**SUPPLIED RECORDS**
■ ■ ■ ■ ■ ■ ■

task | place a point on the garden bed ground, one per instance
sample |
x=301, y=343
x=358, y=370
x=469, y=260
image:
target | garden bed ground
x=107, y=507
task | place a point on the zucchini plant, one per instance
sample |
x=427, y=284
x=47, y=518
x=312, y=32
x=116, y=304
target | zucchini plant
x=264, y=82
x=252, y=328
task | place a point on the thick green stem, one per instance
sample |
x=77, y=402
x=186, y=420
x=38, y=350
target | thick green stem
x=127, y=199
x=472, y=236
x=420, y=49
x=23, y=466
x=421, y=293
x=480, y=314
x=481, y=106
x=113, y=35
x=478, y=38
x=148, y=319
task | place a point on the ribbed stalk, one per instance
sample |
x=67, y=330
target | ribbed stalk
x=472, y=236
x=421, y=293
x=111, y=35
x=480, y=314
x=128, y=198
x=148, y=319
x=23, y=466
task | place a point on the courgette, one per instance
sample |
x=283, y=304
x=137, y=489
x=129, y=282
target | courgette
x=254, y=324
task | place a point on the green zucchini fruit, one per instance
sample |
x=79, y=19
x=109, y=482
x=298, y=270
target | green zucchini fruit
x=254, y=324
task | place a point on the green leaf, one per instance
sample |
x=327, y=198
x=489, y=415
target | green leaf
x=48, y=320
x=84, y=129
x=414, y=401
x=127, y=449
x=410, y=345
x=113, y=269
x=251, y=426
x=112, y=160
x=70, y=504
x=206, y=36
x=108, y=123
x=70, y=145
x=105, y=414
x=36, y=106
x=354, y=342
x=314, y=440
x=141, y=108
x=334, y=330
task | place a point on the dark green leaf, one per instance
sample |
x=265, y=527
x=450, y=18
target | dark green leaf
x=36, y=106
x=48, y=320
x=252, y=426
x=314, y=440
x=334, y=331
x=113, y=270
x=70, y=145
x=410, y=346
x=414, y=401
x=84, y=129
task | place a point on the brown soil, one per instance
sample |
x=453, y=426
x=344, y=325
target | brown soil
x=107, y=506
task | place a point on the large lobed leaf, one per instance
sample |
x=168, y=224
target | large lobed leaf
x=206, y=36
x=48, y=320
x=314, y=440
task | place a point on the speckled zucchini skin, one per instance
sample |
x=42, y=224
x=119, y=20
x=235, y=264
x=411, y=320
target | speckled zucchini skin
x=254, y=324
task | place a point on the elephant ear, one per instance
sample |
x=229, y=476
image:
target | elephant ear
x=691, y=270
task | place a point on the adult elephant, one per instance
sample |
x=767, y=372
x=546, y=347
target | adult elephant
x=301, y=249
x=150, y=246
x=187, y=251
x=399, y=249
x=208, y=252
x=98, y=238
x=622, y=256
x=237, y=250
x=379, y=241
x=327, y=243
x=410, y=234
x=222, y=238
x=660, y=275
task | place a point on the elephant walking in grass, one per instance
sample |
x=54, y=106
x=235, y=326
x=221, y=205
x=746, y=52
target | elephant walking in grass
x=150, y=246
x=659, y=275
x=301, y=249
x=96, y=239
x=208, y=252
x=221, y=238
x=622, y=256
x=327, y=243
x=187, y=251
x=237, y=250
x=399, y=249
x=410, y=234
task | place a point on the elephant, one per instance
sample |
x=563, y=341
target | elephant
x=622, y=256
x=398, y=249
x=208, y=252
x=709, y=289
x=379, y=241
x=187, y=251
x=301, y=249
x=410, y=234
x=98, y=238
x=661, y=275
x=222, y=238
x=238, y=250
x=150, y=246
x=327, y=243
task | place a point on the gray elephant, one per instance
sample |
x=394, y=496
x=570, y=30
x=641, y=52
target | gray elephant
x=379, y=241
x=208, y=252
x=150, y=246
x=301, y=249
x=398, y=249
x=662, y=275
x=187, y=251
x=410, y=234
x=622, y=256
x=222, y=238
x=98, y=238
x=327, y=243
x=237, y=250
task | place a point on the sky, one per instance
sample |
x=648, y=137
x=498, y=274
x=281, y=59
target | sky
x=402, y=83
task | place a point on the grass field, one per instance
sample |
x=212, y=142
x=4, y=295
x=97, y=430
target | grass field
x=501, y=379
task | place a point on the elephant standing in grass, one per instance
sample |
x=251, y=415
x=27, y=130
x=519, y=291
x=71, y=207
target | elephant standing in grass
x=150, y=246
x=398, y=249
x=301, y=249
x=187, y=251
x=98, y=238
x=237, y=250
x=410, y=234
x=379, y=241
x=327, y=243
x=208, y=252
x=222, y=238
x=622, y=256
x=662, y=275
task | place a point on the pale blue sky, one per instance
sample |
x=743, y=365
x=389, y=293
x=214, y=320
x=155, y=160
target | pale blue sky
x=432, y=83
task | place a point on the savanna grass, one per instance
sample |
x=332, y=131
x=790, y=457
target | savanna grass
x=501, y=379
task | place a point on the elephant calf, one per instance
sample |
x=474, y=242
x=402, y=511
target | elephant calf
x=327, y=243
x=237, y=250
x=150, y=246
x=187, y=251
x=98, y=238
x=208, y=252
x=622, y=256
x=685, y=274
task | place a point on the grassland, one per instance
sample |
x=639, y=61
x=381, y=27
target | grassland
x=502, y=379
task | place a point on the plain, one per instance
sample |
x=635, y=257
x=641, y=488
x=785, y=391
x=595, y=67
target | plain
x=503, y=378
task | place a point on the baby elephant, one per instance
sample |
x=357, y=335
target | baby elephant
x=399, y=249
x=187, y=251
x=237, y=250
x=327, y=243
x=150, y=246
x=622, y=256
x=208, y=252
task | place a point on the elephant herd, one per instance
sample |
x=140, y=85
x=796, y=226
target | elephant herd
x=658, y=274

■ ■ ■ ■ ■ ■ ■

All lines from the one with "task | place a point on the plain, one" to the end of the material above should be copied exactly, both ends included, and nothing else.

**ANSWER TO THIS EXERCISE**
task | place a point on the plain, one per instance
sample |
x=635, y=257
x=641, y=488
x=785, y=391
x=595, y=67
target | plain
x=503, y=378
task | place a point on the baby elephant, one per instance
sample |
x=357, y=335
target | baby elephant
x=399, y=249
x=187, y=251
x=237, y=250
x=327, y=243
x=150, y=246
x=622, y=256
x=208, y=252
task | place a point on the elephant herd, one per instance
sample |
x=140, y=85
x=796, y=226
target | elephant herd
x=658, y=274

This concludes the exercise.